§ **GOAL**:
Copy out everything from the line containing "In the photo above, where can the woman" down to the end of the entries below, requests included, with each answer coordinate scaled up by a factor of 2.5 and rounded to a whole number, halves rounding up. Leave the sample coordinates inside the requests unchanged.

=== DATASET RECORDS ===

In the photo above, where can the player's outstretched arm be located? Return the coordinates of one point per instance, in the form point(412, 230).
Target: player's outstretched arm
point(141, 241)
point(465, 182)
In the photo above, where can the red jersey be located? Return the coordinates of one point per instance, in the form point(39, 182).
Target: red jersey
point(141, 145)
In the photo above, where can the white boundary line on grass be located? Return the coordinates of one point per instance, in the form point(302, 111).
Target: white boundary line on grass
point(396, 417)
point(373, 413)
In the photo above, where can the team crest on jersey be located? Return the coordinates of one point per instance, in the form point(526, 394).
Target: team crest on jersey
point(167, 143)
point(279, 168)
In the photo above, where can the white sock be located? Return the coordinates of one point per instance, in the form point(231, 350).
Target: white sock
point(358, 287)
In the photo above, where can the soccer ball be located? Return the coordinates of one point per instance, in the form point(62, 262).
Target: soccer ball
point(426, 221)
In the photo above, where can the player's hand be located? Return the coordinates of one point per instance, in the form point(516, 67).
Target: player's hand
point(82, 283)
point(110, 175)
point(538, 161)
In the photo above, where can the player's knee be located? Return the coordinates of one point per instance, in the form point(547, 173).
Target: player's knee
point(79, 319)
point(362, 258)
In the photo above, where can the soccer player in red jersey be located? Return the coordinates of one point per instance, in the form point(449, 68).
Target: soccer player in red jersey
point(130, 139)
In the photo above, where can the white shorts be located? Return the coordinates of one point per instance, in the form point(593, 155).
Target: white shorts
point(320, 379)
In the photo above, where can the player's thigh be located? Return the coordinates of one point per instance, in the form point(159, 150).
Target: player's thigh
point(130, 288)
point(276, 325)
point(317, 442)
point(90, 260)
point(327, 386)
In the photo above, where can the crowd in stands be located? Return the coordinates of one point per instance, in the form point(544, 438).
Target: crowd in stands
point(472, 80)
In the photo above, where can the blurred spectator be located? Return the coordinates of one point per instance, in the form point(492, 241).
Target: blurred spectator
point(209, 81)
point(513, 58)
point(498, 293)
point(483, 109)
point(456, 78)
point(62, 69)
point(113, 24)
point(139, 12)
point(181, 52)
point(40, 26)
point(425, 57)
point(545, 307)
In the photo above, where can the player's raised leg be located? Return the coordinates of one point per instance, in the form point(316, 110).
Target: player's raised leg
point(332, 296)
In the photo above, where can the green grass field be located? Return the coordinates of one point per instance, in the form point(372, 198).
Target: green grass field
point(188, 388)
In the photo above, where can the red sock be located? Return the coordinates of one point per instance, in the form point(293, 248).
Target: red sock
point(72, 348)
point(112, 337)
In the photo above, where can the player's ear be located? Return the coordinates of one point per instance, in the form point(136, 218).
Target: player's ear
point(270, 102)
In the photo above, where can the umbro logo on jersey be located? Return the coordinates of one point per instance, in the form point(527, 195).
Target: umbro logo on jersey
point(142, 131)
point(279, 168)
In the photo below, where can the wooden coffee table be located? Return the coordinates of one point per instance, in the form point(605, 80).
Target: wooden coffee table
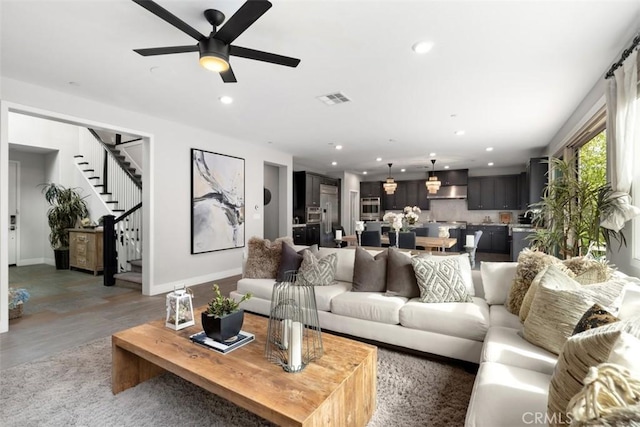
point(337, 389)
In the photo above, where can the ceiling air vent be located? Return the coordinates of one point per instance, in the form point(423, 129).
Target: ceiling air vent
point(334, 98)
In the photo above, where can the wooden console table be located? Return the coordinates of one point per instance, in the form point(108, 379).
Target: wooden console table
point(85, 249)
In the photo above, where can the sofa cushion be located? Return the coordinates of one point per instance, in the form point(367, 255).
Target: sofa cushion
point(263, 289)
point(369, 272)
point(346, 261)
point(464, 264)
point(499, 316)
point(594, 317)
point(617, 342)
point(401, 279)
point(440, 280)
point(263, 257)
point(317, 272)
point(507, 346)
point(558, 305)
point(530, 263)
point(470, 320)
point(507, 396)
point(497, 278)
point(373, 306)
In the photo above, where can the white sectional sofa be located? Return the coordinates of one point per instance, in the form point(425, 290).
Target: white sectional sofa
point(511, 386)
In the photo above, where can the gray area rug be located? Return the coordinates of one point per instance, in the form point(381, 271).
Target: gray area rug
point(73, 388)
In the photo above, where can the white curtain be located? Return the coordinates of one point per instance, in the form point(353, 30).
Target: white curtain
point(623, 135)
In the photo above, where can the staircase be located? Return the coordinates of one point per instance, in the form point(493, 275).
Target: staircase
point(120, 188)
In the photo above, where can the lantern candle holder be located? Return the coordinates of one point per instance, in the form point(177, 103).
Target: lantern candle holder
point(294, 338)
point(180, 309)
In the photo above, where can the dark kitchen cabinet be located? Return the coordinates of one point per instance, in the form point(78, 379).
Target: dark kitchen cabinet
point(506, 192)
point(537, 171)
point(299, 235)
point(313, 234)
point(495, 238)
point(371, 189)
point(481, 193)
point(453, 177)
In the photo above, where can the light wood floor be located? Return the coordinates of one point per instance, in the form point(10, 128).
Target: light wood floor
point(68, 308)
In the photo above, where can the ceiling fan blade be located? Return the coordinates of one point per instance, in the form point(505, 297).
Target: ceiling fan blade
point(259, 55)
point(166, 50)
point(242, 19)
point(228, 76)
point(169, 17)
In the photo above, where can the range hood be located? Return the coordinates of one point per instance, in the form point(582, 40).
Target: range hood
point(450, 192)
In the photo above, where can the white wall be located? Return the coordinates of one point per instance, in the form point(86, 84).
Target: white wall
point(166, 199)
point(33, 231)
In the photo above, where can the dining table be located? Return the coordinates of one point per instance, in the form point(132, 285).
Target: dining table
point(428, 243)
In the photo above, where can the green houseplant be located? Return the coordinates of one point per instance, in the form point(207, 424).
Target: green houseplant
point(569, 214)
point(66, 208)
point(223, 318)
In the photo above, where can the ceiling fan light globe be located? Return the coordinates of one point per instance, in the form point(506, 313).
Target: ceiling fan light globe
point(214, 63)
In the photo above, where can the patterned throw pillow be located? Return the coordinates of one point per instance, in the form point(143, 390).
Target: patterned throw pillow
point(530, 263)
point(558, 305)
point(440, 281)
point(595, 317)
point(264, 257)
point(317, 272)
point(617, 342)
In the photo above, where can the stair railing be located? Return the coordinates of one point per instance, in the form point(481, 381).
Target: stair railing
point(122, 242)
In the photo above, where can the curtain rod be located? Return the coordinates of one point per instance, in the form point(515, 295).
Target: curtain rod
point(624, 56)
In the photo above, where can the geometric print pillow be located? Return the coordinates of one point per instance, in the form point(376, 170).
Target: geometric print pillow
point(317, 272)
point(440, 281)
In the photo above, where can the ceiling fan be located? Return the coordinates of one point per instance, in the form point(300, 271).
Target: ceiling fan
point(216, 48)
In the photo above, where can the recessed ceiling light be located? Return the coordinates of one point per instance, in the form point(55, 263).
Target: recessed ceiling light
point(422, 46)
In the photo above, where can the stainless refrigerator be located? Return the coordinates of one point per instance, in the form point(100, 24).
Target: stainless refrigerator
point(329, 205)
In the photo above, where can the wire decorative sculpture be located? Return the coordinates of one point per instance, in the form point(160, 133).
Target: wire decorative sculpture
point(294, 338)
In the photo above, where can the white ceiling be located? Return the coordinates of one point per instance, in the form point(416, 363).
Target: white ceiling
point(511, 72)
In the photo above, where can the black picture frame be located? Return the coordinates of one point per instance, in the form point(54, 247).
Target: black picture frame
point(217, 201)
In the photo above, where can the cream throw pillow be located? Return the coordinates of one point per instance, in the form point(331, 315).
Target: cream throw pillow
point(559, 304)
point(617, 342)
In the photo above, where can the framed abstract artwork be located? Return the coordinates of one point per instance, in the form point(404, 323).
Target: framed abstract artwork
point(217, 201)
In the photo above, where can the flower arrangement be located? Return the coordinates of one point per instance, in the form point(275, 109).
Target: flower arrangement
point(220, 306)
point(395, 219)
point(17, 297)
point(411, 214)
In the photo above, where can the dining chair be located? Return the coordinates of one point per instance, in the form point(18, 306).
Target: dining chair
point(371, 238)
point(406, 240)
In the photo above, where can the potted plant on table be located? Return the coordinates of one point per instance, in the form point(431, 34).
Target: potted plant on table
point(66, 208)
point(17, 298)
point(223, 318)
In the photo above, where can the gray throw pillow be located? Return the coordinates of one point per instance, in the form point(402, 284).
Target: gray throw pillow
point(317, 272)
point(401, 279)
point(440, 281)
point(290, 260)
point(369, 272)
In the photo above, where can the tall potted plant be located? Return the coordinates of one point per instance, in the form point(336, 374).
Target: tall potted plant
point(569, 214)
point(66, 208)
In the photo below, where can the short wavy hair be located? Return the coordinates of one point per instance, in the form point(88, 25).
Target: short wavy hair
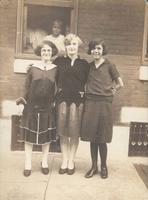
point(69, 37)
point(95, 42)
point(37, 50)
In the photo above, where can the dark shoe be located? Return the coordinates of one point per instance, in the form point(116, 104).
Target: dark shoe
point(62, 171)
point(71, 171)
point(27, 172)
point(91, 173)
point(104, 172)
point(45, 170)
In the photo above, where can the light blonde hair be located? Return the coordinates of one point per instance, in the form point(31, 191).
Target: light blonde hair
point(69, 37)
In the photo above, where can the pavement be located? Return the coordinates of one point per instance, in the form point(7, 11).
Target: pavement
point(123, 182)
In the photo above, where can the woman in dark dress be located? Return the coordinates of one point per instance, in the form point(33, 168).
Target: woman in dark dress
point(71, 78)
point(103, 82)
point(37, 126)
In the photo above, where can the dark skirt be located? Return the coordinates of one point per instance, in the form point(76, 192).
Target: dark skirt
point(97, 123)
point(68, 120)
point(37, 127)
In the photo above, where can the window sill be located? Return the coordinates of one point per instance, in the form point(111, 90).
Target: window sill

===

§ **COMPLETE ANSWER**:
In the photo above, where can the woman in dark dress be located? Return the coordinates of one point per instance, in the form point(33, 168).
Target: woman in dark dress
point(178, 195)
point(258, 205)
point(93, 315)
In the photo above, where can the dark skirt be located? Return the coordinates of one point per instance, in the form point(76, 192).
Target: dark skirt
point(243, 308)
point(170, 300)
point(93, 318)
In the photo above, where can the window sill be located? Return the coordinates of one point per instance, in the form point(111, 90).
Target: window sill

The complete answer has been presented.